-- START OF Provided passage --

Of the many international legal issues thrashed over at that time (and indeed subsequently), was that of title to territory, that is the question of sovereignty over land in international law. Yehuda Blum (one of my teachers in Jerusalem) had a few years earlier published a controversial article on sovereignty over the West Bank and Gaza Strip, enunciating a view that the Likud government was to adopt when it came to power in Israel at the end of the 1970s. It precipitated a vigorous debate and recourse to many learned tomes.
These tomes consulted were learned, dry and exhaustive. They were instructive and heavily informative, hard work indeed to absorb. And then I came across Jennings's book. A slim volume, published in 1963 by Manchester University Press in the Melland Schill Lectures Series. With fewer than 90 pages, it was unbelievably easy to read. Elegant and perceptive, it examined the major issues relating to the acquisition of territory in international law in a stimulating, easily digestible yet enormously profound way.
I learned several important things. First, that to be influential and original one did not need to spawn a long, turgid and grandiloquent tome. Readability and elegance of style were not antipathetic to the production of a seminal work, which Jennings's book is still acknowledged to be. Thirty years after its first appearance, the book continues to be the indispensable starting point for any serious consideration of territory in international law.
Second, I began to appreciate that the law relating to territory was an important, fascinating and stimulating subject worthy of further study. In many ways it encapsulated the essence of international law itself. Jennings concluded his work, as he had commenced it, by noting that the problem of the legal ordering of territorial stability and territorial change lay at the heart of the whole problem of the legal ordering of international society and in this comment, he vividly focused attention upon the fundamental importance of the management of stability and change in a state-based international relations system, one which by its very nature was territorially constituted. I later studied for a PhD in this area and have continued to publish and practise in it ever since.

-- END OF Provided passage --
-- START OF Record excerpts --

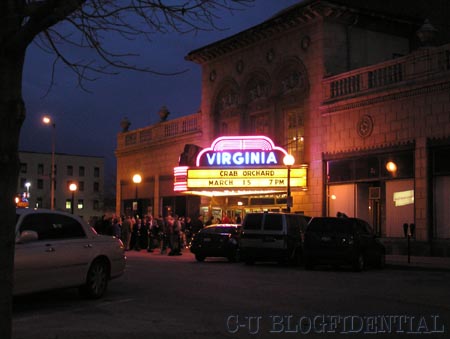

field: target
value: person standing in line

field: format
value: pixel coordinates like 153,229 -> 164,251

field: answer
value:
132,218 -> 141,251
122,215 -> 131,251
112,218 -> 122,239
147,214 -> 158,252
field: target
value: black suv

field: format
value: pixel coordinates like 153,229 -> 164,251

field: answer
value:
240,212 -> 309,265
303,217 -> 385,271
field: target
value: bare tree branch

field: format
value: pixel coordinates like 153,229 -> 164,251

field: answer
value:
15,0 -> 254,90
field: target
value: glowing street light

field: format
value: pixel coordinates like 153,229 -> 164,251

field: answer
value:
42,115 -> 56,210
283,154 -> 295,212
69,183 -> 78,214
25,181 -> 31,198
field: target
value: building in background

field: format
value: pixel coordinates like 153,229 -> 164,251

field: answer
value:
17,151 -> 105,221
116,0 -> 450,254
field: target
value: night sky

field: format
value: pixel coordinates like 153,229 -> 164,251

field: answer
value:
20,0 -> 300,181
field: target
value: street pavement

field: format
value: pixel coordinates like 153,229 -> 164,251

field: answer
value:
386,254 -> 450,271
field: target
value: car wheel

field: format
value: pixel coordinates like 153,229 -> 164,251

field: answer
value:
305,258 -> 314,271
291,248 -> 303,266
81,259 -> 109,299
195,254 -> 205,262
352,253 -> 366,272
245,258 -> 255,265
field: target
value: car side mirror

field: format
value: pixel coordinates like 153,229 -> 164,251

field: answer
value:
16,230 -> 39,244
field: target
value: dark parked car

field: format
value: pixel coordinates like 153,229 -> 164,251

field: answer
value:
14,208 -> 126,298
190,224 -> 241,262
303,217 -> 385,271
241,212 -> 309,265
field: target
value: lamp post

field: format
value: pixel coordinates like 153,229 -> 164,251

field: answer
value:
42,115 -> 56,210
133,174 -> 142,213
25,181 -> 31,199
283,154 -> 295,212
69,183 -> 78,214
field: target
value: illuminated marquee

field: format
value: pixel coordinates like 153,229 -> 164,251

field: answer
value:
174,136 -> 307,192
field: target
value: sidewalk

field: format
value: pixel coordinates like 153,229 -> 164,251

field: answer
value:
386,254 -> 450,271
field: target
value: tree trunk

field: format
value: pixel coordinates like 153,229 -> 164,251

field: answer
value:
0,47 -> 25,339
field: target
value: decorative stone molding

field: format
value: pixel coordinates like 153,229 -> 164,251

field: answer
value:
357,114 -> 373,138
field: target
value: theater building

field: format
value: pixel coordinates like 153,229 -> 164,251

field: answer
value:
116,0 -> 450,254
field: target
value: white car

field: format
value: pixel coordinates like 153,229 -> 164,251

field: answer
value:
14,209 -> 126,298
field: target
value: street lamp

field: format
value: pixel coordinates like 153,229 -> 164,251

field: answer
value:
42,115 -> 56,210
69,183 -> 78,214
133,174 -> 142,213
25,181 -> 31,199
283,154 -> 295,212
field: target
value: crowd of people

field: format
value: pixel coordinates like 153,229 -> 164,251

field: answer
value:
94,215 -> 207,255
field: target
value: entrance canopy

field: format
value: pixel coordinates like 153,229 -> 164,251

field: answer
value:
174,136 -> 307,196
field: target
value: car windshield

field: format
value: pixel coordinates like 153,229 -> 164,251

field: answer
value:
202,226 -> 237,233
243,213 -> 264,230
307,218 -> 352,233
264,214 -> 283,231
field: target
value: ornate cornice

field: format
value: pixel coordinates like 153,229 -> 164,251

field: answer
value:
320,81 -> 450,116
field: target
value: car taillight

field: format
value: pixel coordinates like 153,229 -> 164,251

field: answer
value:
341,235 -> 355,246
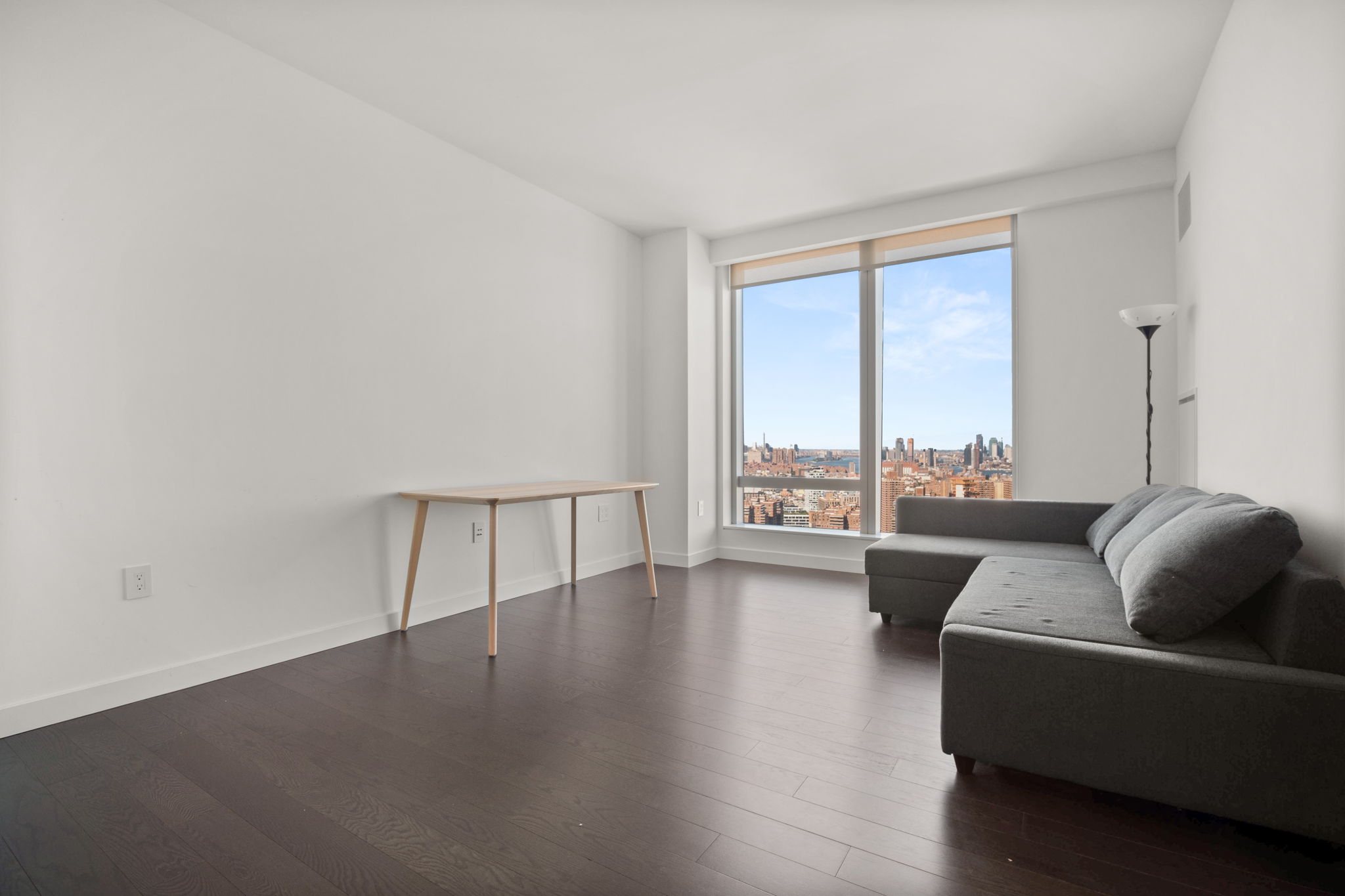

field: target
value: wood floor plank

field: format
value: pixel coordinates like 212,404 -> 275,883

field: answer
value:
50,769 -> 246,896
185,685 -> 678,896
147,692 -> 562,896
797,779 -> 1216,896
837,849 -> 1002,896
110,721 -> 448,896
0,742 -> 139,896
0,837 -> 37,896
7,725 -> 95,786
699,837 -> 893,896
11,560 -> 1345,896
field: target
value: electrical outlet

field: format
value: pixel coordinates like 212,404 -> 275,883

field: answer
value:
121,565 -> 153,601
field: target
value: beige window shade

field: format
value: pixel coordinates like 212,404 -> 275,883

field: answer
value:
732,216 -> 1013,288
870,218 -> 1013,265
733,243 -> 860,286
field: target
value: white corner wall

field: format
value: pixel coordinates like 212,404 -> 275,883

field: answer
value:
1177,0 -> 1345,575
642,227 -> 720,567
0,0 -> 646,736
1014,188 -> 1177,501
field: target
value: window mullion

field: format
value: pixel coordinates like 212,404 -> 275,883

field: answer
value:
860,259 -> 882,534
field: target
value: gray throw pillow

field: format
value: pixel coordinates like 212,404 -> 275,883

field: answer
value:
1120,494 -> 1304,643
1086,485 -> 1172,556
1103,485 -> 1209,584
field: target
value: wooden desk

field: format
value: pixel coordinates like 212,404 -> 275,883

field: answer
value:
401,480 -> 659,657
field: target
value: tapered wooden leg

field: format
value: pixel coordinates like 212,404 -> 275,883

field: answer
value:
635,492 -> 659,598
485,503 -> 499,657
402,501 -> 429,631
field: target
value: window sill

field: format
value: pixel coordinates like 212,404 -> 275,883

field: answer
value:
724,523 -> 891,542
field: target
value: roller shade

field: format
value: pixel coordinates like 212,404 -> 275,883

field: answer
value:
732,215 -> 1013,288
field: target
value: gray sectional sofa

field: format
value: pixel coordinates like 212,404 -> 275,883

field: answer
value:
865,497 -> 1345,842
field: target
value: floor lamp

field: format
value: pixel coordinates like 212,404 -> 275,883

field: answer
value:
1120,305 -> 1177,485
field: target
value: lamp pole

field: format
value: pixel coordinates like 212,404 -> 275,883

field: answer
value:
1120,304 -> 1177,485
1138,324 -> 1158,485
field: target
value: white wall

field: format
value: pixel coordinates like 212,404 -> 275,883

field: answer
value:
1177,0 -> 1345,575
643,227 -> 720,566
711,185 -> 1177,571
0,0 -> 642,735
1014,190 -> 1177,501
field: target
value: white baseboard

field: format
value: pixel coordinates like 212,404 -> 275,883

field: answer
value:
653,548 -> 720,568
0,552 -> 644,738
718,545 -> 864,572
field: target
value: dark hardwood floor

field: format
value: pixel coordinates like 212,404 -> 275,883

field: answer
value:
0,560 -> 1345,896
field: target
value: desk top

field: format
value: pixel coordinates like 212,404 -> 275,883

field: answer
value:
399,480 -> 657,503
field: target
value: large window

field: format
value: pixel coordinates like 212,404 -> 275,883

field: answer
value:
732,218 -> 1013,533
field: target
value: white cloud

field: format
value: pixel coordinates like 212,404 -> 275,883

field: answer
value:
882,284 -> 1011,377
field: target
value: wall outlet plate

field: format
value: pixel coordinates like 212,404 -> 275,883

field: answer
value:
121,563 -> 153,601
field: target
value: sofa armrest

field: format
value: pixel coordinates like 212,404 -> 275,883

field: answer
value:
940,625 -> 1345,841
897,494 -> 1111,544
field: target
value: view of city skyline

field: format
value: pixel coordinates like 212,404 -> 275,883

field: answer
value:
742,249 -> 1013,452
741,249 -> 1013,532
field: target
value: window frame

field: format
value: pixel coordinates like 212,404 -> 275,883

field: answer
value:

-- END OF Record excerpts --

Given task 1:
From the passage on Jennings's book, translate this sentence into Spanish: "With fewer than 90 pages, it was unbelievably easy to read."
Given task 2:
Answer these questions from the passage on Jennings's book:
(a) In what year was Jennings's book published, and by which press?
(b) According to the passage, when did the Likud government come to power in Israel?
(c) What degree did the writer later study for in the area of territory law?

Solution 1:
Con menos de 90 páginas, era increíblemente fácil de leer.

Solution 2:
(a) 1963, by Manchester University Press.
(b) At the end of the 1970s.
(c) A PhD.